About this task —
Pull every line that holds the word "pointer" from the entries.

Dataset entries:
————————

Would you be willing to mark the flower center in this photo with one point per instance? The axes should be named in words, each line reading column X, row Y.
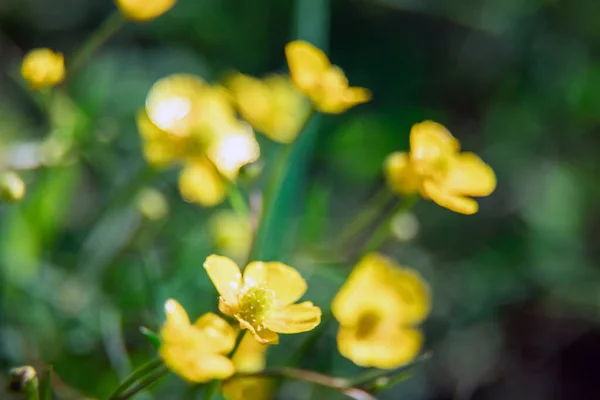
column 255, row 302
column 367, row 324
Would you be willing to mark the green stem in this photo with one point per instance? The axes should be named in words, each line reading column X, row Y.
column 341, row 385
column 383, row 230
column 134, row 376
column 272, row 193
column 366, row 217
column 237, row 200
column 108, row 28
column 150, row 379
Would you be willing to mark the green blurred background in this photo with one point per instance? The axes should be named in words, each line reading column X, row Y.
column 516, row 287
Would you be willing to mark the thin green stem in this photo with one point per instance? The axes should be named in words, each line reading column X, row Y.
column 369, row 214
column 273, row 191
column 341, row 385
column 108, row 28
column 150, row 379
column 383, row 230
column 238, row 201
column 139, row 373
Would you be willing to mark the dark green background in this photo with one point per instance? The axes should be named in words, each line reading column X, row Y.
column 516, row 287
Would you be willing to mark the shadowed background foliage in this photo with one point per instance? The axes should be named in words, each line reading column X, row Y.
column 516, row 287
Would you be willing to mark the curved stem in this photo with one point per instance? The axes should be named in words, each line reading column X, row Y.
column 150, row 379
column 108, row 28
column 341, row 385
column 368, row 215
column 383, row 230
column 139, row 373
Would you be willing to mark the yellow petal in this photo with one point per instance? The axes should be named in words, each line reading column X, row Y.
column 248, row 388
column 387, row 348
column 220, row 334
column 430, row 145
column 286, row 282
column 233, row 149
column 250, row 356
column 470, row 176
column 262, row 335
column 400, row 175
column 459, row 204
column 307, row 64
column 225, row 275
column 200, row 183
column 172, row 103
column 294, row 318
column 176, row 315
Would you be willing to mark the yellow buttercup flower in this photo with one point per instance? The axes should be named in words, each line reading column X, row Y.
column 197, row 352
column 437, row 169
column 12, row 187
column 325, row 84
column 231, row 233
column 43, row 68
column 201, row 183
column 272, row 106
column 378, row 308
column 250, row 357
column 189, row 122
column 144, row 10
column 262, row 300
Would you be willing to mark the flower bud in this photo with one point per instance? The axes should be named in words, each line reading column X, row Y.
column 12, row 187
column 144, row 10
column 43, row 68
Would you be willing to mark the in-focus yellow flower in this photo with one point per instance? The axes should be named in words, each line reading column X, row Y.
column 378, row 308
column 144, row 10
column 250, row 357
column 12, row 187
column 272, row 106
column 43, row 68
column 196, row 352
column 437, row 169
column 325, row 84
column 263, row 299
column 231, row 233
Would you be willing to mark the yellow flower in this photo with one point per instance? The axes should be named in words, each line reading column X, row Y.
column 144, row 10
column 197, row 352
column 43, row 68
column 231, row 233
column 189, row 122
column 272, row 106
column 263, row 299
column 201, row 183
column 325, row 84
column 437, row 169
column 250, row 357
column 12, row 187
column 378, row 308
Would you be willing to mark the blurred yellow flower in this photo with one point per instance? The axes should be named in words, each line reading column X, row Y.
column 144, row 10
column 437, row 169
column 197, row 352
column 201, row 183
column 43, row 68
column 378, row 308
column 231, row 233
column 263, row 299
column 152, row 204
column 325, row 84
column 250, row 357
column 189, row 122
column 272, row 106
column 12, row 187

————————

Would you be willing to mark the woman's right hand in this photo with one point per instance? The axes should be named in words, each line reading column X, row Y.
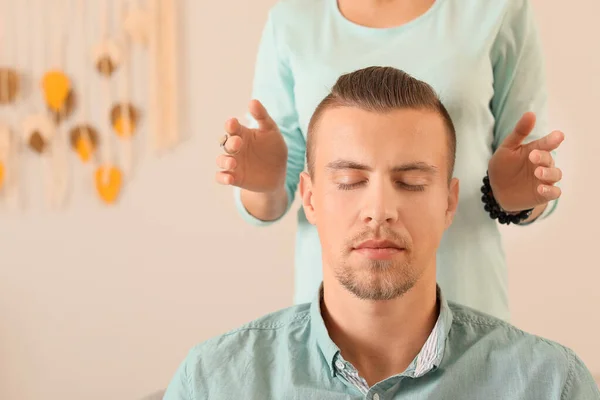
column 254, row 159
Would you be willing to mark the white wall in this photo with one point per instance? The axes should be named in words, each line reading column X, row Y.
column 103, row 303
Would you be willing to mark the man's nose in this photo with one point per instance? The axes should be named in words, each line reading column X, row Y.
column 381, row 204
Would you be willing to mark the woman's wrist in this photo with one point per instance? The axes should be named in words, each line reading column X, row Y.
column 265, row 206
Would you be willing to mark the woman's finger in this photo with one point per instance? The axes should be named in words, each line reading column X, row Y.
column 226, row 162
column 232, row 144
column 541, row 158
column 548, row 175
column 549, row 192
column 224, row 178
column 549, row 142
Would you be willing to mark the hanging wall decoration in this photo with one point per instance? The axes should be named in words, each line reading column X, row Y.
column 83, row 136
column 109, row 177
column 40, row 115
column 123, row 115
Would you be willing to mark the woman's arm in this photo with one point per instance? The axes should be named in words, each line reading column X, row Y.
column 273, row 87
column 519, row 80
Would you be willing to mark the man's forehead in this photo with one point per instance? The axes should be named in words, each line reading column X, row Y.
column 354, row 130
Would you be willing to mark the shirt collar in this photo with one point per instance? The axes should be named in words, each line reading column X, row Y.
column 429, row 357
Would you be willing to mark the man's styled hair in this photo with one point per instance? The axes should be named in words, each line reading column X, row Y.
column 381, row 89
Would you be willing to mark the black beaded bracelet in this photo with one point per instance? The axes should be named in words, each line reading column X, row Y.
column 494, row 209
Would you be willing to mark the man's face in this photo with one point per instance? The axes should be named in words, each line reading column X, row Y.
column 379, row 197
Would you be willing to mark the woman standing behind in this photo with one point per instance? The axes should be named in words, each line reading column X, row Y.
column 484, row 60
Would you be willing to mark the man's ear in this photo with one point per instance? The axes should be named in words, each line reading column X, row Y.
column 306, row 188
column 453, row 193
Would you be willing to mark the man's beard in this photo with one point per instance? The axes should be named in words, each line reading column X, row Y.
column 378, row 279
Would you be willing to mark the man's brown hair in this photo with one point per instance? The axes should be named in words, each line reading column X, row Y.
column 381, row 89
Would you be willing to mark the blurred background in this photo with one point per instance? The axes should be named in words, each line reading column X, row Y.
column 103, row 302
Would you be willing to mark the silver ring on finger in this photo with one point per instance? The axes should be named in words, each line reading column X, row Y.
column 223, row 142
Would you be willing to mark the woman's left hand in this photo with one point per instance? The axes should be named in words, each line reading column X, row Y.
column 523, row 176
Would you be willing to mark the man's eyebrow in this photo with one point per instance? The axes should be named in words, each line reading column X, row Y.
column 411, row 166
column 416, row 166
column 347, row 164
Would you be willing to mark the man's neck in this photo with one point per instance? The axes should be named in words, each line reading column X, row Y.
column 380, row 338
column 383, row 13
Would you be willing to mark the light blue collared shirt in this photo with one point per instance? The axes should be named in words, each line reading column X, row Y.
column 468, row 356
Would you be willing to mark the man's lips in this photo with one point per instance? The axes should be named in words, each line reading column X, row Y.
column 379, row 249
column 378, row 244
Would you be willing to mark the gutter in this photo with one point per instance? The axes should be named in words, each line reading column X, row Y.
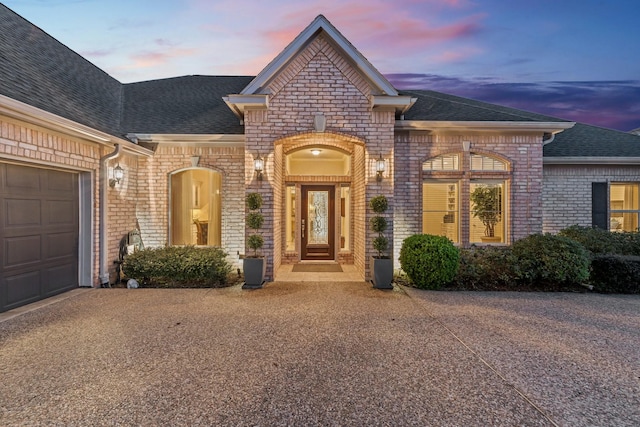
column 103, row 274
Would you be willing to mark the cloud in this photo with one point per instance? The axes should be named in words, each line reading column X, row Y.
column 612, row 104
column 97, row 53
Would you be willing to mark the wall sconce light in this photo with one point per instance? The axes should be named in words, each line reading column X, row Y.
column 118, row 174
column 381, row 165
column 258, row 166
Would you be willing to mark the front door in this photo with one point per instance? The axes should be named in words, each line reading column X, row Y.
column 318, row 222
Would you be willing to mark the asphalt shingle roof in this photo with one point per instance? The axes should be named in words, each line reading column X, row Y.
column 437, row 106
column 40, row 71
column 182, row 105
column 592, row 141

————————

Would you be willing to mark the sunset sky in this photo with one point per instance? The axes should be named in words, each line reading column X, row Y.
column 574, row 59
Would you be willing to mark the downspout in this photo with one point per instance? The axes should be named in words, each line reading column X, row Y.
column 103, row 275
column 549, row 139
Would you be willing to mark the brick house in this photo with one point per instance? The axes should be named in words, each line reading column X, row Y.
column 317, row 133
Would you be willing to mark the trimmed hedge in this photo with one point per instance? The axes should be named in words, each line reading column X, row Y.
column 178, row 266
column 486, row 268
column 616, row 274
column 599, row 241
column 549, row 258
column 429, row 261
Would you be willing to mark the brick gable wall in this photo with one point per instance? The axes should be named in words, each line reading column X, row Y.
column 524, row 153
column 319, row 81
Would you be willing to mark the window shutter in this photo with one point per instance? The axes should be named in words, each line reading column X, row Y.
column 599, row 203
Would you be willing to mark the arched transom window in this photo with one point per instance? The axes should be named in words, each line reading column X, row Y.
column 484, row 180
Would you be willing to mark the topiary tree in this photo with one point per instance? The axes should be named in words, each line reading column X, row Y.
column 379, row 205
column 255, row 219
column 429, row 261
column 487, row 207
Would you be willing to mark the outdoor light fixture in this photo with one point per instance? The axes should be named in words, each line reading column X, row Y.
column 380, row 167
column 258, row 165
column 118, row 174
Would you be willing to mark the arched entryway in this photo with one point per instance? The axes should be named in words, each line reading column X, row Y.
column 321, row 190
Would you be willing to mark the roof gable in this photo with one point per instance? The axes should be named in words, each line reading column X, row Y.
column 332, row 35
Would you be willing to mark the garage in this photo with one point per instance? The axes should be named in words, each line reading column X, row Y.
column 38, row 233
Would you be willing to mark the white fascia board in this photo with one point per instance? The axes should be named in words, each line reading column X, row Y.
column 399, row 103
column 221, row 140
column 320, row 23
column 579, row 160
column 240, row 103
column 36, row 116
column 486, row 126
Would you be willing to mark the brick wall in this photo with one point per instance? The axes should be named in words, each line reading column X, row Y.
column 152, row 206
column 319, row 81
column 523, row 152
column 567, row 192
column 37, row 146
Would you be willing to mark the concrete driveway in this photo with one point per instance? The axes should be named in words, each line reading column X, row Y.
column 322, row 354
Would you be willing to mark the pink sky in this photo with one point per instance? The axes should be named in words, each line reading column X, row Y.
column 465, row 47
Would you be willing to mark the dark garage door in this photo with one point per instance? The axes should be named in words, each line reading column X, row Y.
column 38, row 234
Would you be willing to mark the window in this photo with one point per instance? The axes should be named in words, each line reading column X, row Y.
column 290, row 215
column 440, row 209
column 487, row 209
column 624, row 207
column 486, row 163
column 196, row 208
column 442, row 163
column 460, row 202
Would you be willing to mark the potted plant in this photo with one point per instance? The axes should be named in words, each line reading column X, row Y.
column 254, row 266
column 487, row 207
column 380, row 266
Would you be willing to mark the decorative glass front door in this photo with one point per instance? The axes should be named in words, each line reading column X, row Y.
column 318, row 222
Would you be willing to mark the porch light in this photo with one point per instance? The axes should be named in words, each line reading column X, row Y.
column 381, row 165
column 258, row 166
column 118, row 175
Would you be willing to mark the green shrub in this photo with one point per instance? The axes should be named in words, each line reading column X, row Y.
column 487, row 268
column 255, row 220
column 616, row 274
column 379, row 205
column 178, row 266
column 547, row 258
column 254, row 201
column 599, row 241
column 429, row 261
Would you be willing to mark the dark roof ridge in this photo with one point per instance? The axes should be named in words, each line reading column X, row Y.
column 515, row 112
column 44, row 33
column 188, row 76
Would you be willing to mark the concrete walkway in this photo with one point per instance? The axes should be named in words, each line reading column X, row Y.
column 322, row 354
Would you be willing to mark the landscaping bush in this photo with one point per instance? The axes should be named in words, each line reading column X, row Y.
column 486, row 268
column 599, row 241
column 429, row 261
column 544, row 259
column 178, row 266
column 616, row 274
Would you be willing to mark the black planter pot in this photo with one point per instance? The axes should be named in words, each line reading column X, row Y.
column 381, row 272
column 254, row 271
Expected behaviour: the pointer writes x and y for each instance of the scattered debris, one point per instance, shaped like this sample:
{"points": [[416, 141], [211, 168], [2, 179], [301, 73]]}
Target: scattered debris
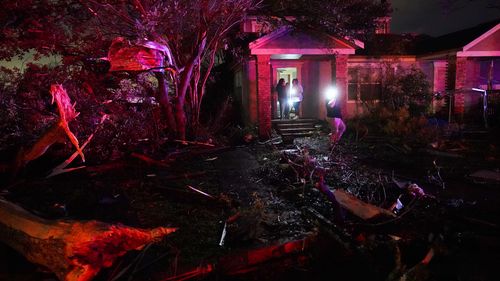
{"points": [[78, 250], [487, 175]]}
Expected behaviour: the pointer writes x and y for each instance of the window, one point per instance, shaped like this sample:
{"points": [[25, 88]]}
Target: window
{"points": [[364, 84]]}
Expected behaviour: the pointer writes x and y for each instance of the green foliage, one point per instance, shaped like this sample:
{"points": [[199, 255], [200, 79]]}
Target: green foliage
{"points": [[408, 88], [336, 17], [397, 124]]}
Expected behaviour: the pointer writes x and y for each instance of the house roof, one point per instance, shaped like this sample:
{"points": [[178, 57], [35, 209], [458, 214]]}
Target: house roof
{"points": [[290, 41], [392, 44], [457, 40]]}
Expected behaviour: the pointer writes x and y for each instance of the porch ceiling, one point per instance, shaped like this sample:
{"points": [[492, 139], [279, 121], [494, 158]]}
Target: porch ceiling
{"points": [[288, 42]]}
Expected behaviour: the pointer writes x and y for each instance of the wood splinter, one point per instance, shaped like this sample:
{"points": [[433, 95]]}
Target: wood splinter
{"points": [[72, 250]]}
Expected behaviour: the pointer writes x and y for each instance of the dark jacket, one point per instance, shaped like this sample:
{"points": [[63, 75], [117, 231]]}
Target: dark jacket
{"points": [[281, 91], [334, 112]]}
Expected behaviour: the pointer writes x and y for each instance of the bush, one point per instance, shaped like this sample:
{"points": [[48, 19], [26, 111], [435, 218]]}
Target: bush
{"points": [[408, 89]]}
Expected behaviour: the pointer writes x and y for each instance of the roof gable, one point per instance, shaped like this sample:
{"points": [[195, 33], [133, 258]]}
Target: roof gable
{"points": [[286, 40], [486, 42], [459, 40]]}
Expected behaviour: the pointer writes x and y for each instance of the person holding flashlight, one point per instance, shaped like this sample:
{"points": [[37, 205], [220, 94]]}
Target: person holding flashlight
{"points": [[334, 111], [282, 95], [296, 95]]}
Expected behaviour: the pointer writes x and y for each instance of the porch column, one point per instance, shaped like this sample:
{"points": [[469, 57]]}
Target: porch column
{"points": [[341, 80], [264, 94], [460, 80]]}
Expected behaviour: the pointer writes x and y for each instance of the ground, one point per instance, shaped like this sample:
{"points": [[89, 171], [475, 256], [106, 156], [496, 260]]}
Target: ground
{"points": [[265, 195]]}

————————

Response to the task —
Expected behaviour: the pointer writes x and y for each instance of the scattered debris, one point per instance, shaped like this sample:
Expected behaviour: the pointer writes x and y for each instance of the window, one point per instance, shaped like this sample:
Expected behaviour: the pointer writes x and y for each instance of the green foliage, one point per instance, shaped like this sample:
Expected behaviour: the pointer writes x and y for each instance of the house roof, one point per instance, shaped like this sample:
Expected behaviour: the pointer writes x and y for each instance of the porch ceiling, one point per instance, shaped like this sample:
Expected behaviour: the pointer writes x and y for each instance of the wood splinter, one point per instance, shaped like this sample:
Expected behaviour: the pointer writes x and y for each instance of the dark jacket, one point per instance, shaped like this sample:
Expected behaviour: the pointer writes x and y for each instance of the bush, one point per instance, shaped like this sample:
Expected behaviour: the pointer writes x and y for each instance of the roof gable, one point per instance, shaped like this sample:
Expected behaviour: the pointer writes x and y for each instance of the person holding flashlight, one point per instance, shaped like this sample:
Expected behaviour: the pointer writes x and y for each instance of the porch column, one point per instance, shaped like this sample:
Expected behaviour: the pointer writes x and y for each instance of the ground, one point per instance, shaped like this sample:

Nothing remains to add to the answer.